▸ **DATA SUPPLIED**
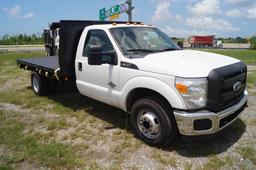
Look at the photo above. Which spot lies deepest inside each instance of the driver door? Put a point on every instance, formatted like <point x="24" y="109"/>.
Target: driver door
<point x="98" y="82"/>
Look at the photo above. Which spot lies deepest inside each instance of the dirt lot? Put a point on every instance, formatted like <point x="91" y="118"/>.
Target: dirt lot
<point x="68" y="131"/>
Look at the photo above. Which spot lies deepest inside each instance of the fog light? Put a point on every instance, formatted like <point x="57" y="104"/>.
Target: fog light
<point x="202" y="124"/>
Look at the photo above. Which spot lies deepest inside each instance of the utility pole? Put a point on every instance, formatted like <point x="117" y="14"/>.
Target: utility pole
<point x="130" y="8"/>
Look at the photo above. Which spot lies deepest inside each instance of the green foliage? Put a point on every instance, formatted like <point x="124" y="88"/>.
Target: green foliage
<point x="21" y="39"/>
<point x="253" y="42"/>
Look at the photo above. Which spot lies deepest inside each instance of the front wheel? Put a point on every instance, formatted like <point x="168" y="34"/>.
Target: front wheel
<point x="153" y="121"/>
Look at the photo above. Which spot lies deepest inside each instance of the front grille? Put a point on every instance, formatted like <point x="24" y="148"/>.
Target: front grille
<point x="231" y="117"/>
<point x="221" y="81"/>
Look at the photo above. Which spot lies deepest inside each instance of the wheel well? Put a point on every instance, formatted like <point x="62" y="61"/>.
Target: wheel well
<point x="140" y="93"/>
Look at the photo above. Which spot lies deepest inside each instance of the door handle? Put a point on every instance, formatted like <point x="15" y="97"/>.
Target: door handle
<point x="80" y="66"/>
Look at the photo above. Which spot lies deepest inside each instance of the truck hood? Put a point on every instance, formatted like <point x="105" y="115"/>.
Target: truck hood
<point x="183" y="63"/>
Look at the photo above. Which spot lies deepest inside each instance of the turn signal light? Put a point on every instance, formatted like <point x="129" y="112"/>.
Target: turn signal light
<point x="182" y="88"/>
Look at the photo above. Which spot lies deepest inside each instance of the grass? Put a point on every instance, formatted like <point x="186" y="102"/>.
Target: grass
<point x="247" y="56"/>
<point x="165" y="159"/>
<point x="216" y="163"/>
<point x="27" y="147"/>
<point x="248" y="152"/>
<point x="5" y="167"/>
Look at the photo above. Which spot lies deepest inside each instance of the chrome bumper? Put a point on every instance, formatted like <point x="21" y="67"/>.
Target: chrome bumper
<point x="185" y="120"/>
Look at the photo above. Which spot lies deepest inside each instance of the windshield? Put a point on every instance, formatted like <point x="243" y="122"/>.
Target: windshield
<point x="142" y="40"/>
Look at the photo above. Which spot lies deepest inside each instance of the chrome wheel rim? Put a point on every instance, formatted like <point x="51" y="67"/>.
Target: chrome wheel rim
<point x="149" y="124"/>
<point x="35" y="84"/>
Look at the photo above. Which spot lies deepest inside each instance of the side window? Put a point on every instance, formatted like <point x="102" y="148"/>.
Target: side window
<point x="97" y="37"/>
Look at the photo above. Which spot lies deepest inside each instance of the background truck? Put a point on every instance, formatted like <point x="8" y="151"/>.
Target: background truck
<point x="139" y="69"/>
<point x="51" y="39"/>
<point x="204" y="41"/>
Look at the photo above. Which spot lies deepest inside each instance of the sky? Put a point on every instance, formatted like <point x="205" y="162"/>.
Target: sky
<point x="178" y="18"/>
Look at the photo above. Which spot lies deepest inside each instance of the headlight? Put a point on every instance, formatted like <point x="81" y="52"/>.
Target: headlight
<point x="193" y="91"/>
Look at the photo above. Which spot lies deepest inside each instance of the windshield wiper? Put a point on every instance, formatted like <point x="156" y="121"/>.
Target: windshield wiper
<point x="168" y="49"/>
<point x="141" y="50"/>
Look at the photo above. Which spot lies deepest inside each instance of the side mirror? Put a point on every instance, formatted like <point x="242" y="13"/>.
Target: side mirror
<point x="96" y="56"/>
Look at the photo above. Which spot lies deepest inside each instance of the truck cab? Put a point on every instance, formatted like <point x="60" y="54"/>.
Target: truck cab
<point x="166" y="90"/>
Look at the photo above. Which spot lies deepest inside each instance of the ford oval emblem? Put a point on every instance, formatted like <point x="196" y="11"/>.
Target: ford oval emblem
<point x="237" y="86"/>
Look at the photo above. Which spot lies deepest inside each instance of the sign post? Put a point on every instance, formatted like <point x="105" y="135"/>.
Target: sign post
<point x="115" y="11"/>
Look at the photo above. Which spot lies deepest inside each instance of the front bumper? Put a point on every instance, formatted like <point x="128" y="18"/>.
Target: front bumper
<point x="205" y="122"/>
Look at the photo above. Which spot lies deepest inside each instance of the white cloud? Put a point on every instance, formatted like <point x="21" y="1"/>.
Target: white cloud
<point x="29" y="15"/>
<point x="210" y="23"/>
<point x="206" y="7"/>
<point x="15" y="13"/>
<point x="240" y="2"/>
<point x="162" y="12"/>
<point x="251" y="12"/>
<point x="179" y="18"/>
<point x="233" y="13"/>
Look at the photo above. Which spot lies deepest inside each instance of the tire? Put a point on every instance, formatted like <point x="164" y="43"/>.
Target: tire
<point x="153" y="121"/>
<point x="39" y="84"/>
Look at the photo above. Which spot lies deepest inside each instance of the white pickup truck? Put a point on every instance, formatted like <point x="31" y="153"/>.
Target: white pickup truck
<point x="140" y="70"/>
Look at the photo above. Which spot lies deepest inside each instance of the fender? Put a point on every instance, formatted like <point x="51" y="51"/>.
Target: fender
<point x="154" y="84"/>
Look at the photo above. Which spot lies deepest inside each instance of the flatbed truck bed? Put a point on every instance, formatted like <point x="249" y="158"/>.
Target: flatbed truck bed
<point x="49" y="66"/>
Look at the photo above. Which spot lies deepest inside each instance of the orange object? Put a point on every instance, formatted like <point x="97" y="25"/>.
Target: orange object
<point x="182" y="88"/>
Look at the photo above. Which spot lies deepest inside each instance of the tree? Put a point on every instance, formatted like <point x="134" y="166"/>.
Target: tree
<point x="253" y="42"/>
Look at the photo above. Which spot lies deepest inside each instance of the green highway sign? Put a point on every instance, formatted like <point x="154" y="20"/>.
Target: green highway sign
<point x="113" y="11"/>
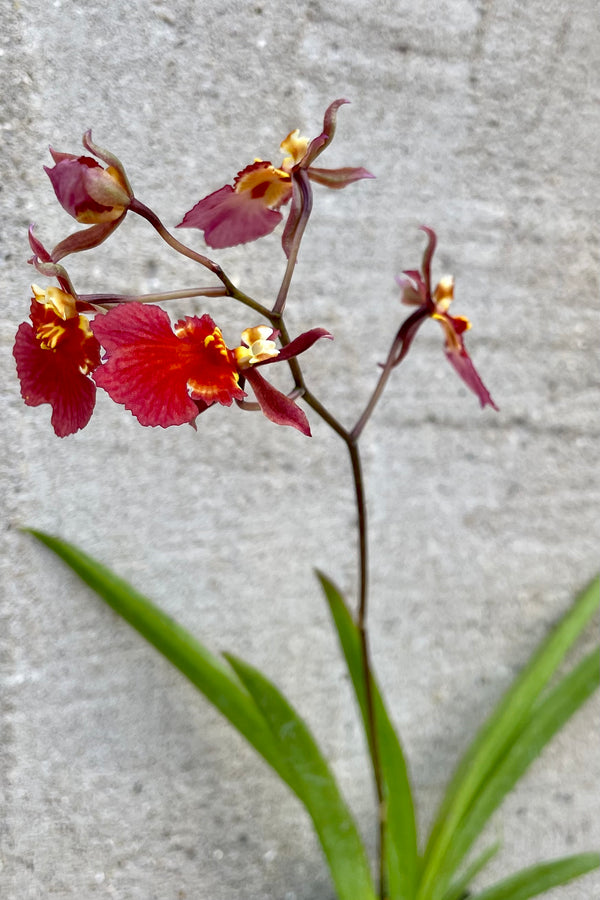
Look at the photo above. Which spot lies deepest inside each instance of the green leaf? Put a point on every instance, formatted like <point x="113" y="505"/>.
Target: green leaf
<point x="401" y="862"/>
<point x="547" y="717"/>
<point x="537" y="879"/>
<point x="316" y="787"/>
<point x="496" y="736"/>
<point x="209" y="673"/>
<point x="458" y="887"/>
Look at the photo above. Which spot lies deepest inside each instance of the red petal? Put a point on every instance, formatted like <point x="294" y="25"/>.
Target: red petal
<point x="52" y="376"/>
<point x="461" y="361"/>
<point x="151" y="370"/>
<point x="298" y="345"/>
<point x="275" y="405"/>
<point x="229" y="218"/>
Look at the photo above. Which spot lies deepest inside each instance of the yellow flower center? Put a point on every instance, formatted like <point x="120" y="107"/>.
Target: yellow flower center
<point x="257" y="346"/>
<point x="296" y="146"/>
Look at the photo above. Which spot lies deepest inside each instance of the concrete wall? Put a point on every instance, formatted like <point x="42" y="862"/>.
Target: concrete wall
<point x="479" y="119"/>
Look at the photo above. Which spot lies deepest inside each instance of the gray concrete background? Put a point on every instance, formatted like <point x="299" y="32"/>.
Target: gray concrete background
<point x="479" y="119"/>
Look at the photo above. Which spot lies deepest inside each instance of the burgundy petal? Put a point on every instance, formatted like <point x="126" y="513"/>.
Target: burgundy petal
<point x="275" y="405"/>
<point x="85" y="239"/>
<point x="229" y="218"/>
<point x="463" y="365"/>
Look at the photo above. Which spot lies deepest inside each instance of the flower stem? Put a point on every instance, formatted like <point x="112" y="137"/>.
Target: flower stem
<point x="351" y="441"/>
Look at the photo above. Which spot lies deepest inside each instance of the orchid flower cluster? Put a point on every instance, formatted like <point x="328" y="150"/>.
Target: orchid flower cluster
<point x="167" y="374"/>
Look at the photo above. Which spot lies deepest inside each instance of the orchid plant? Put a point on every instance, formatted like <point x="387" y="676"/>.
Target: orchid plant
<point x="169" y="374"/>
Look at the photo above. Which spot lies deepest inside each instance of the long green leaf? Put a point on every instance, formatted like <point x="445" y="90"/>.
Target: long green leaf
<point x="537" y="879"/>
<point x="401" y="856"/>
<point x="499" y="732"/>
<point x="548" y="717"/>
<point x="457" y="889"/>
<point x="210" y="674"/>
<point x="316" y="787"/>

▸ **WORK ORDER**
Print again the lines of the entries above that fall between the line holding "Target: yellow flower center" and the line holding "of the gray", inclusive, exactly as they stand.

▸ **EXPECTED OUTPUT**
Target: yellow flower center
<point x="257" y="346"/>
<point x="296" y="146"/>
Look at the photo above. Which spot lies deepest inside each instance of the concrete wall? Put a point on every instance, formatted like <point x="42" y="862"/>.
Target: concrete wall
<point x="479" y="119"/>
Look at the photo above. Which spot lies deepest inside each instance of the gray concrete background? Put a point on every instance, formatted like <point x="299" y="32"/>.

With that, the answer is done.